▶ [TEXTO CITADO]:

Não é algo de hoje, nem decorrente dos últimos acontecimentos e movimentos ou problemas sociais que parecem se intensificar a cada dia, mas certamente pode ser algo que emerge com maior intensidade nesses momentos.
Muita gente talvez ainda não saiba o que fazer ou sinta que não está fazendo nada, mas isso não é verdade.
Hoje o texto "Guia da Resistência Pacífica" indicado para uma tradução me tocou particularmente, pois nele a autora enumera 8 possíveis ações políticas pacíficas no contexto da vitória de Trump nos Estados Unidos, a saber:
1. Protestos pacíficos.
2. Exigir atitudes entrando em contato direto com os representantes que elegeu. 
3. Organizar protestos e mobilizar seus contatos e amigos.
4. Apoiar organizações e instituições de caridade. 
5. Apoiar um jornal ou mídia confiável. 
6. Escolher suas batalhas ao invés perder energia em discussões de facebook ou de reuniões familiares. 
7. Cuidar de si mesmo. 
8. Inspirar-se no passado, com exemplos como os de Gandhi, Luther King, Mandela.
Realmente são excelentes recomendações, com a ressalva, é claro, das possibilidades que o momento exige diante do isolamento social.
Entendo que ao compartilhar essa visão, também estou mobilizando vocês, meus amigos, contatos e eventuais leitores desconhecidos. 
E para além disso tudo, acredito que podemos fazer ainda muito mais, individual e coletivamente.

▶ [O QUE FAZER]:
1. Responda com base no texto sobre resistência pacífica:
(a) Quantas ações políticas pacíficas a autora do "Guia da Resistência Pacífica" enumera?
(b) Em que contexto essas ações são propostas?
(c) Que ressalva o texto faz a essas recomendações?
2. Liste as pessoas que o texto sobre resistência pacífica cita como exemplos do passado para inspiração.
3. Dê continuidade ao texto sobre resistência pacífica a partir da última frase.
Os itens vêm de outra fonte.

▶ [DADOS FORNECIDOS]:
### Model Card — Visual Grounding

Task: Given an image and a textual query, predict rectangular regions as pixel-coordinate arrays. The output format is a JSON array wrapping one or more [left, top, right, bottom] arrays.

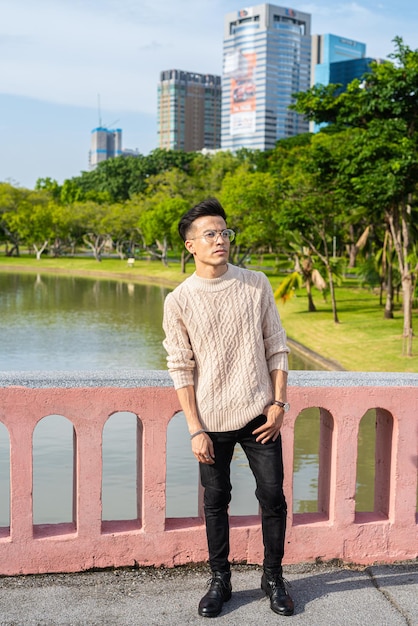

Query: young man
[[163, 198, 293, 617]]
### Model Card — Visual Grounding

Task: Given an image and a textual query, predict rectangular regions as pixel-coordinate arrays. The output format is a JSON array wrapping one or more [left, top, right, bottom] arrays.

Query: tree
[[220, 164, 280, 264], [294, 37, 418, 348], [139, 193, 189, 265]]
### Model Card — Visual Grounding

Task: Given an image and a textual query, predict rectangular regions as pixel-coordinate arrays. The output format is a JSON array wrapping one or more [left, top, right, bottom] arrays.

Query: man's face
[[185, 215, 231, 275]]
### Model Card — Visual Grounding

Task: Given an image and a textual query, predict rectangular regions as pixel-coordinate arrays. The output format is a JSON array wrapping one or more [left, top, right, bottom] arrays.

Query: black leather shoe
[[198, 572, 232, 617], [261, 570, 295, 615]]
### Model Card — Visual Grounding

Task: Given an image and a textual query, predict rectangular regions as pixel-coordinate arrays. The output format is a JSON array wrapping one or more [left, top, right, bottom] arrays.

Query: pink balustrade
[[0, 372, 418, 575]]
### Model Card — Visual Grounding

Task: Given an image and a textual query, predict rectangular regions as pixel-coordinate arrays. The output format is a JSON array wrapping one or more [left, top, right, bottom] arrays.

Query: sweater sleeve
[[163, 294, 195, 389], [262, 274, 290, 372]]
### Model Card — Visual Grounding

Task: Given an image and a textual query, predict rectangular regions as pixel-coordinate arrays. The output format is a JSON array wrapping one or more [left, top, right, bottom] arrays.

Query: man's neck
[[196, 264, 228, 278]]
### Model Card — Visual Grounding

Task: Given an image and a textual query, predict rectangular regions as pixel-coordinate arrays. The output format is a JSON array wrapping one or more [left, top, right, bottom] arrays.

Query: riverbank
[[0, 256, 418, 372]]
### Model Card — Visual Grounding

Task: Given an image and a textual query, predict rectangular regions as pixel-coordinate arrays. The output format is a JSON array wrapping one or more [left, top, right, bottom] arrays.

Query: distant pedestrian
[[163, 198, 294, 617]]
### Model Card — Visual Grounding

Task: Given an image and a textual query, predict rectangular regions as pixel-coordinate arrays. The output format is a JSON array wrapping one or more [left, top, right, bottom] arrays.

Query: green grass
[[272, 279, 418, 372], [0, 255, 418, 372]]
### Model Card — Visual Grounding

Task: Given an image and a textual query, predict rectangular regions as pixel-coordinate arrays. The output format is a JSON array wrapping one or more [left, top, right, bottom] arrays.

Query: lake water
[[0, 272, 372, 526]]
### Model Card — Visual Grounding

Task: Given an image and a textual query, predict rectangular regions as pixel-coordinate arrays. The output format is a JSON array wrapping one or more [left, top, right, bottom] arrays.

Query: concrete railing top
[[0, 369, 418, 389]]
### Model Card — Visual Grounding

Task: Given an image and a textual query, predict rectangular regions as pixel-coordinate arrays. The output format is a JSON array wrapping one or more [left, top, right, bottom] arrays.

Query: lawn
[[0, 255, 418, 372]]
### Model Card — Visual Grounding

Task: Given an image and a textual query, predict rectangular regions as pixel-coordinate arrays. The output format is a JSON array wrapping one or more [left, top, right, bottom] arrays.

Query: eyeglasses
[[190, 228, 235, 243]]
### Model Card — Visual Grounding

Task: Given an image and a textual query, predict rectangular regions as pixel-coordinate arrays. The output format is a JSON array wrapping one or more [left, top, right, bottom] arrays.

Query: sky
[[0, 0, 418, 189]]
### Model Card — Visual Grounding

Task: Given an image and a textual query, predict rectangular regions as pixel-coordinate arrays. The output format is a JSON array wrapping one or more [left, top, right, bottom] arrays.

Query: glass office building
[[158, 70, 222, 152], [221, 4, 311, 151], [310, 34, 373, 133], [312, 35, 372, 87]]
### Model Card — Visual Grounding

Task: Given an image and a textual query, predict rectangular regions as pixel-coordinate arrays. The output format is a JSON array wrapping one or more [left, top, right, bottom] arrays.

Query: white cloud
[[0, 0, 417, 114]]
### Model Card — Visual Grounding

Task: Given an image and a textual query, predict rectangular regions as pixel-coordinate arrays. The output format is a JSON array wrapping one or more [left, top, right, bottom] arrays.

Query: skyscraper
[[312, 34, 373, 87], [158, 70, 222, 152], [310, 34, 373, 133], [222, 4, 311, 150], [89, 126, 122, 169]]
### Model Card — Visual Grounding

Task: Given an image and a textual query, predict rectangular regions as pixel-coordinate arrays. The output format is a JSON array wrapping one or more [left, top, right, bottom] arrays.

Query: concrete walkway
[[0, 561, 418, 626]]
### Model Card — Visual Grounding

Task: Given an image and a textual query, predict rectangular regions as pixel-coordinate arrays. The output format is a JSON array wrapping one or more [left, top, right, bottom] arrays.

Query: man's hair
[[178, 198, 226, 241]]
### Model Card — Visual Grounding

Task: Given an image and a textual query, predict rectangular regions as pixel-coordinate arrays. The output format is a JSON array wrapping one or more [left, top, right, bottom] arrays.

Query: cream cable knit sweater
[[163, 265, 289, 432]]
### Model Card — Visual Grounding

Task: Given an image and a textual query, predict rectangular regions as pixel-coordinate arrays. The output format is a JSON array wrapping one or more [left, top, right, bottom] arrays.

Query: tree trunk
[[387, 202, 414, 356], [327, 265, 340, 324], [383, 245, 393, 320], [402, 273, 413, 356], [305, 279, 316, 313]]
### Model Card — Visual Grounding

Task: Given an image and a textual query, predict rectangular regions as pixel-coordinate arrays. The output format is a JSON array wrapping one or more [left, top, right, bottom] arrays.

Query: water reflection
[[0, 273, 334, 525]]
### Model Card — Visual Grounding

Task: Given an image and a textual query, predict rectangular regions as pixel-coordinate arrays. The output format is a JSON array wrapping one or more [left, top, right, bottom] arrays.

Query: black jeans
[[199, 415, 287, 574]]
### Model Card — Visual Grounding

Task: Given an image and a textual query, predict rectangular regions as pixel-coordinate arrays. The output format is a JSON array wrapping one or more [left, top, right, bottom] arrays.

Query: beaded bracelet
[[190, 428, 206, 439]]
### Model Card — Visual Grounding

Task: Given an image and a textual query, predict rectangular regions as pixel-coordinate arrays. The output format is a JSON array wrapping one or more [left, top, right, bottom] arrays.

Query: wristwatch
[[272, 400, 290, 413]]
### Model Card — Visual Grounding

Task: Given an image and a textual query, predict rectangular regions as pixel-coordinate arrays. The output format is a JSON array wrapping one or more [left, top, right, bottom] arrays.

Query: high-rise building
[[311, 35, 373, 87], [222, 4, 311, 150], [158, 70, 222, 152], [89, 126, 122, 169], [310, 34, 373, 132]]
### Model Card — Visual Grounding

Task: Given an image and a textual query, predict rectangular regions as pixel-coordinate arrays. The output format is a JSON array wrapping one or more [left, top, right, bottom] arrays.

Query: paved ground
[[0, 561, 418, 626]]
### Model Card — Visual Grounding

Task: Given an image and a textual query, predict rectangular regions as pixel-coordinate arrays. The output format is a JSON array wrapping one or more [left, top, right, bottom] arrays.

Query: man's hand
[[192, 433, 215, 465], [253, 404, 284, 443]]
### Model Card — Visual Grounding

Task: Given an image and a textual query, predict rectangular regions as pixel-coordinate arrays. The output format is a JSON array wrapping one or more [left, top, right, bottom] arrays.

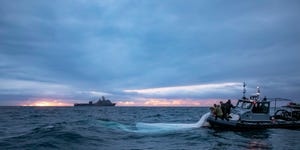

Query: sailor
[[225, 99, 234, 118], [220, 101, 228, 120], [215, 105, 223, 120]]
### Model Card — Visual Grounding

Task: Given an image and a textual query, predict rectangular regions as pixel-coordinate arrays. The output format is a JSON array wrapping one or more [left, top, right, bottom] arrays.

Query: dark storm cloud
[[0, 0, 300, 104]]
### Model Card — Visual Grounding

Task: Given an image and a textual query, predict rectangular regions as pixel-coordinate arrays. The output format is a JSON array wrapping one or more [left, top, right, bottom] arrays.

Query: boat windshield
[[241, 101, 252, 109]]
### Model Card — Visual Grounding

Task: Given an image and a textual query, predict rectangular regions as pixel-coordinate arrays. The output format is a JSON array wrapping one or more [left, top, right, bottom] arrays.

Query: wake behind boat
[[207, 83, 300, 130], [74, 96, 116, 106]]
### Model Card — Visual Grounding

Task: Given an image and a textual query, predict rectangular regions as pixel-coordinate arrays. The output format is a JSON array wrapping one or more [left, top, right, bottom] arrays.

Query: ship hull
[[207, 116, 300, 131], [74, 103, 116, 107]]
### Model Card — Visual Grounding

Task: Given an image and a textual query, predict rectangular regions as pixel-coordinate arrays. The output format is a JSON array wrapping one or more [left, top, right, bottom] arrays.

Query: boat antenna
[[256, 86, 260, 99], [243, 82, 247, 99]]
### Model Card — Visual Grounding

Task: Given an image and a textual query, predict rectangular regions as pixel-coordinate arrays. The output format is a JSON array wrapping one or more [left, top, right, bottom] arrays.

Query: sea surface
[[0, 107, 300, 150]]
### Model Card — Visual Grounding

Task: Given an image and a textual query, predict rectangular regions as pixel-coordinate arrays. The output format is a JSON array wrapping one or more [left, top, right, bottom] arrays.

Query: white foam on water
[[97, 112, 210, 133]]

▶ [RESPOSTAS]:
1.
(a) Oito.
(b) No contexto da vitória de Trump nos Estados Unidos.
(c) A ressalva das possibilidades que o momento exige diante do isolamento social.

2. Gandhi, Luther King e Mandela.

3.
Quem acompanhou a última reflexão aqui sabe que cada gesto e atitude nossa importa, contudo pensei que poderia exemplificar mais ações que podemos ter hoje, mesmo para quem está em isolamento dentro de casa. E para isso pensei em aproveitar a estrutura da grande lição que fundamenta todo o caminho budista que em resumo diz: 


Assim, seguem algumas possibilidades em cada um desses aspectos.

1. Evitar negatividade.
- Combater fake news. Como?
Conferir os links que nos enviam antes de encaminhar.
Ler e se informar sobre o que foi enviado, sem ler apenas o título do link.
- Filtrar informações. Informação demais satura e perde o sentido e o valor para quem a recebe.
- Não disseminar medo, ansiedade e desespero com informações incompletas, incorretas, ou que trazem apenas problemas sem qualquer propostas de intervenção e solução.
- Não apoiar causas, pessoas e empresas que geram negatividade, que não se importam com a vida. Aqui incluiria a renúncia consciente de produtos, marcas, atividades, serviços e formas de consumo que geram degradação ambiental, social e humana.

2. Gerar positividade.
- Sustentar formas de vida e de produção em que você acredita.
- Valorizar o produtor local e artesanal.
- Preferir, apoiar e divulgar, ações e iniciativas que demonstram preocupação e cuidados com o ser e o viver.
- Participar de uma rede de apoio.
- Auxiliar economicamente alguém ou uma causa que precisa de você.
- Honrar tanto quanto possível com os compromissos assumidos com as pessoas e serviços que contratou.
- Compartilhar informações úteis e textos com conteúdo que podem ajudar as pessoas a formarem suas opiniões de forma emancipadora.
- Apoiar causas sociais, conforme sua condição. Quem pode efetivamente agir com trabalho voluntário, faça. Quem pode ajudar com financiamento, ótimo. Mas mesmo se não puder com nenhum dos dois, ainda é possível divulgar e apoiar boas iniciativas em suas redes de contato. Talvez como eu, mesmo quem não gosta de compartilhar muita coisa nas redes sociais pode curtir, comentar, e incentivar os trabalhos que cuidam da vida. E mesmo quem usa pouco a internet para isso ainda pode eventualmente fazer um pouco de cada uma dessas ações, quando for possível.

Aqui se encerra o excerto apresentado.